*** Block opens ***

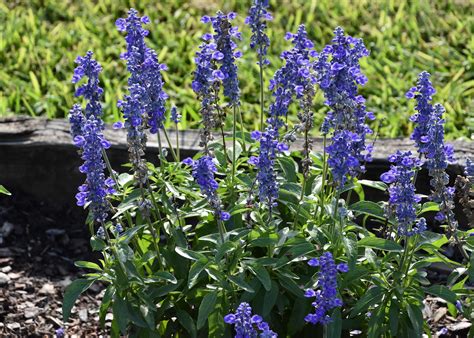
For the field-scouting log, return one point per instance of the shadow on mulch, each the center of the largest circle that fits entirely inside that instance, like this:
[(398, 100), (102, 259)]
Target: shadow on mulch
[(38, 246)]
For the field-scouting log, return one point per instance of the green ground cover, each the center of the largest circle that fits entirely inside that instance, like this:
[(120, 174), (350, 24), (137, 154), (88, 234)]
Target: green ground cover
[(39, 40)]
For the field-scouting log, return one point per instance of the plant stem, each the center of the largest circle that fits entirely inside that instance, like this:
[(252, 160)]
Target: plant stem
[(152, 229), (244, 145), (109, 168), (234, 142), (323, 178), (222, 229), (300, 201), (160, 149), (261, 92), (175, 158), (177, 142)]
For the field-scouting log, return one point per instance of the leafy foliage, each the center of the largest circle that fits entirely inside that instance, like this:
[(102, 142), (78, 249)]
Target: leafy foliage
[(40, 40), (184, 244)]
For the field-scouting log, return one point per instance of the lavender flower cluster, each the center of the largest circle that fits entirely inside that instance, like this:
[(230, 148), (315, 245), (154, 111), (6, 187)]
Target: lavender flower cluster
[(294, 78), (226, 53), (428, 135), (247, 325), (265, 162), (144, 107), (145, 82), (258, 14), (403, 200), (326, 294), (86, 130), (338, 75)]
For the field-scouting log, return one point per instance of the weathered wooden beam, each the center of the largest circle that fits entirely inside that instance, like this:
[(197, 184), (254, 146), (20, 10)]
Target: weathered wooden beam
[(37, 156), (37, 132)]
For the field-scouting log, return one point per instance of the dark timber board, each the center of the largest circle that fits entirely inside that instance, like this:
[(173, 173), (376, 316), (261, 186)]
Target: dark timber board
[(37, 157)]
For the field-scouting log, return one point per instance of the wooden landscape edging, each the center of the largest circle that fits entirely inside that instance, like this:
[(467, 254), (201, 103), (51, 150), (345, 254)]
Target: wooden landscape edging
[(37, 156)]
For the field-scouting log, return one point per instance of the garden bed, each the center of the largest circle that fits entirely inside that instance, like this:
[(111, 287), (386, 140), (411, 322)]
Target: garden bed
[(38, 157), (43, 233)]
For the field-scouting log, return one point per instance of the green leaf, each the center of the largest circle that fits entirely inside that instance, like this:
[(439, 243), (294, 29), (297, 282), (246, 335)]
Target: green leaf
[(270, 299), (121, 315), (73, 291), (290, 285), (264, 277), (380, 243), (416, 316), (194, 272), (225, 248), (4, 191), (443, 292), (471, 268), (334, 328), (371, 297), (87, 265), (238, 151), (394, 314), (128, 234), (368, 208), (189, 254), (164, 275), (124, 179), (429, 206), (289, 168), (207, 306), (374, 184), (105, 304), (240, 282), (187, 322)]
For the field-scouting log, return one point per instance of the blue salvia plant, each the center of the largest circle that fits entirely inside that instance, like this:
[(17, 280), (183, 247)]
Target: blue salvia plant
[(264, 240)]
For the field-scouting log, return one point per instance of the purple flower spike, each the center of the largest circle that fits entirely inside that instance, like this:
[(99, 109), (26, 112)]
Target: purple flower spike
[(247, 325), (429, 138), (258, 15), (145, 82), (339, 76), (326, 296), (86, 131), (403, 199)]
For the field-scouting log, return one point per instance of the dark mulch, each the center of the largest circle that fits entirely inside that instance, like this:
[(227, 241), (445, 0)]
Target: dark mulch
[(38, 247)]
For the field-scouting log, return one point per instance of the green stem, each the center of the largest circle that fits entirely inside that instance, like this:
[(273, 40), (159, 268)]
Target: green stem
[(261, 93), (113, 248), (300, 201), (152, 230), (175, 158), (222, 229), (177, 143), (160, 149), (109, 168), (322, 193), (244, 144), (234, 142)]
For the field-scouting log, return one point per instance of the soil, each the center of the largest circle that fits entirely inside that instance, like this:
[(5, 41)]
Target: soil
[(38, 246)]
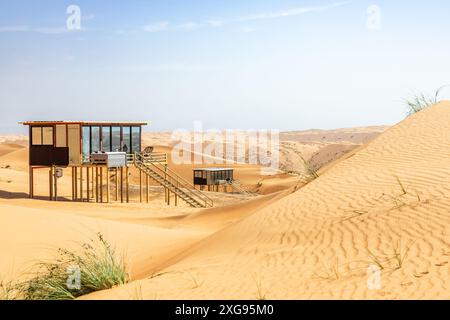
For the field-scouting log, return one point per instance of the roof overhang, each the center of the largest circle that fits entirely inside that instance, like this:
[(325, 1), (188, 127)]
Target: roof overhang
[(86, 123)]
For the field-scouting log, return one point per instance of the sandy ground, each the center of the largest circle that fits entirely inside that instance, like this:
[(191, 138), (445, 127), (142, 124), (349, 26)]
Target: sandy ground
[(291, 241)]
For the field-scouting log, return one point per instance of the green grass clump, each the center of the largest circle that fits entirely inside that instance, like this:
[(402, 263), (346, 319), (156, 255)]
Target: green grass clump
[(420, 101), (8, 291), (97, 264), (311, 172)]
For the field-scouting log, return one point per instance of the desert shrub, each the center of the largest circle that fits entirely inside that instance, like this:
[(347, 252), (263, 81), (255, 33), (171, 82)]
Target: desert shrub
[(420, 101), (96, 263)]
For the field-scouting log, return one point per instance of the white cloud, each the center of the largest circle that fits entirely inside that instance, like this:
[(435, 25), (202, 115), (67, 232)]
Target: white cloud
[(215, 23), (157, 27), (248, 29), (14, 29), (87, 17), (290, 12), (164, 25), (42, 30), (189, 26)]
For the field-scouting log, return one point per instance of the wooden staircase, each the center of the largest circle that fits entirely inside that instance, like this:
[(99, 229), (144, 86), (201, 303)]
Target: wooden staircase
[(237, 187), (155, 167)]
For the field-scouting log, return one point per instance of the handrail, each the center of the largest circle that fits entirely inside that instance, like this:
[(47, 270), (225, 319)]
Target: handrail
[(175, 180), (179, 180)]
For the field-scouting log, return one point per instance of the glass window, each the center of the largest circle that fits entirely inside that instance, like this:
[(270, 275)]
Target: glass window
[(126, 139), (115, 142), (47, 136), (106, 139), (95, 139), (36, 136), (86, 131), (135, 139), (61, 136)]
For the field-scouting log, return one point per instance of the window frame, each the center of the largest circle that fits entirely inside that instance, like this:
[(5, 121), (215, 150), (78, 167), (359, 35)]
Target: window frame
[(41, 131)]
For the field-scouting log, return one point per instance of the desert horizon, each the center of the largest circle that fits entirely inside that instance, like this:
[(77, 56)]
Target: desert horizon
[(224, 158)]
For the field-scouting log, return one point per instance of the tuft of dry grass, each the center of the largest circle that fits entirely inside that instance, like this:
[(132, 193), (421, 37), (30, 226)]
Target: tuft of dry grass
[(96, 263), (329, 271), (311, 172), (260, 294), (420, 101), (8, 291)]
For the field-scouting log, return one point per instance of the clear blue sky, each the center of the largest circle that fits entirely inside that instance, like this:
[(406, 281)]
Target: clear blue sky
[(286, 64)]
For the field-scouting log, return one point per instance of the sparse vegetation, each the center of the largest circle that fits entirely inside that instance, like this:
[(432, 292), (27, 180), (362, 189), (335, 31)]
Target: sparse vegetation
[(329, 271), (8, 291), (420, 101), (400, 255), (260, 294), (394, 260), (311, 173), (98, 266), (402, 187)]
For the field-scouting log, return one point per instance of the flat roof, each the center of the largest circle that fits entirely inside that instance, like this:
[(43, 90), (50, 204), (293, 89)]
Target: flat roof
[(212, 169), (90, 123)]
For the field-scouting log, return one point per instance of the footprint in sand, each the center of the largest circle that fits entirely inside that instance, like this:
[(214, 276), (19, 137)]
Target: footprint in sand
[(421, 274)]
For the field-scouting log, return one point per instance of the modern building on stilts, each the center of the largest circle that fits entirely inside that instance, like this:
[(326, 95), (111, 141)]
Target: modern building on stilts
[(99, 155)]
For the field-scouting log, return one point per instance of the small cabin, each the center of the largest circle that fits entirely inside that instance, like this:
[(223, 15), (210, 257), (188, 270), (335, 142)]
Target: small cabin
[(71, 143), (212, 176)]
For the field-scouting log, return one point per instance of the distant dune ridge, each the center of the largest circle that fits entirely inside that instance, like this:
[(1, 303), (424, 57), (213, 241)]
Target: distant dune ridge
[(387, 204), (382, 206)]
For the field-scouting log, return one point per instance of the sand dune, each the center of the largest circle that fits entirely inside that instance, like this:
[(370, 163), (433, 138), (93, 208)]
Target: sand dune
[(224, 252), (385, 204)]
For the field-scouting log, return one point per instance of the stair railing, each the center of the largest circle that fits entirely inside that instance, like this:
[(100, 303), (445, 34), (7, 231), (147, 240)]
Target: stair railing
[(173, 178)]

*** Block closes ***

**Task to carry out**
Give back, word for word, only the lines above from the line holding "of the leafy" to the line holding "[(230, 148), (315, 245), (154, 111), (6, 187)]", both included.

**Solved problem**
For the field-scouting log, return one point per instance of the leafy foliage, each the center of the largest circle that fits entirely inside that instance, like this:
[(102, 142), (78, 249)]
Target: leafy foliage
[(40, 40), (184, 244)]
For the field-scouting log, return one point per instance of the lavender flower cluster, each the center of the largest circle that fits entirely inside that instance, like this:
[(230, 148), (315, 245), (154, 111), (6, 187)]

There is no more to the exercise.